**TEXT SHOWN:**
▶

Jeffrey Conley: Winter runs through July 30 at Peter Fetterman Gallery
Kelli Vance: A Function of Identity | Vance paints large-scale oil-on-canvas portraits, exploring themes of assumed identity, voyeurism and veiled eroticism. Her paintings speak the familiar language of cinema in their photorealist rendering and choice of moment, but like the best films each canvas has a story to tell and a secret to keep. Their structural narrative is revealed in titles such as "Just Forget You Ever Saw It. It's Better That Way." We may never know what just happened out of frame, but that's largely just a compositional device. The subject of her work is the carefully staged moment, but the object is in fact she.
Vance casts herself in the leading role as sexualized, fetishized, object of her own creation. Nodding to Cindy Sherman, she stages her preparatory photographs with herself as leading lady, enlisting friends as tormentors and collaborators. She often cultivates an atmosphere of blankness, becoming a vessel for the role being played out, in order to immerse herself completely in the scenario. Dismissing the rich but misleading feminist interpretation, Ms. Vance insists on a personal agenda; she speaks not for her gender, but for herself.

◀

**RAW DATA:**
▶

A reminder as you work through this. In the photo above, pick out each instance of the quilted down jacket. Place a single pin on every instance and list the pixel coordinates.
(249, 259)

◀

**TO DO:**
1 – In the text about Kelli Vance, what medium does she paint her portraits in?
2 – Please print the part of the Kelli Vance text from "Vance casts herself" to "but for herself.".
3 – Carry on the text about Kelli Vance's paintings from its last sentence.

**EXERCISE ANSWERS:**
1 – Oil on canvas.

2 –
Vance casts herself in the leading role as sexualized, fetishized, object of her own creation. Nodding to Cindy Sherman, she stages her preparatory photographs with herself as leading lady, enlisting friends as tormentors and collaborators. She often cultivates an atmosphere of blankness, becoming a vessel for the role being played out, in order to immerse herself completely in the scenario. Dismissing the rich but misleading feminist interpretation, Ms. Vance insists on a personal agenda; she speaks not for her gender, but for herself.

3 –
Kelli Vance: A Function of Identity opens June 11 at Samuel Freeman Gallery
David B. Jang: New Works | Five years ago, Jang's early works were best described as labor intensive constructions, in the spirit of Richard Serra and Beverly Pepper, focused on overpowering people with their muscle and control while fixated on representing the aesthetics of their own processes. Jang has matured since then and his work has naturally evolved to the organic, almost mannered likes of Tim Hawkinson.
Jang's "contraptions" are now no longer stylized displays of flaring raw power, but instead semi-mechanical embodiments of the viewer, forging associations with the essential dynamics of the human body: vibration, flow, breath and contractions. In the exact way Tim Hawkinson reconstitutes common materials and anthropomorphizes them, Jang uses materials we interact with on a daily basis. Our ubiquitous connection with these materials, such as styrofoam cups, potato chip bags and resin coated paper towels, makes Jang's work easily acceptable. And while Jang reconstitutes these materials into various "machines," unlike real machinery--which tends to keep people at a distance with its heavy-handedness and operational protocols--Jang's contraptions are infinitely more approachable, almost natural even.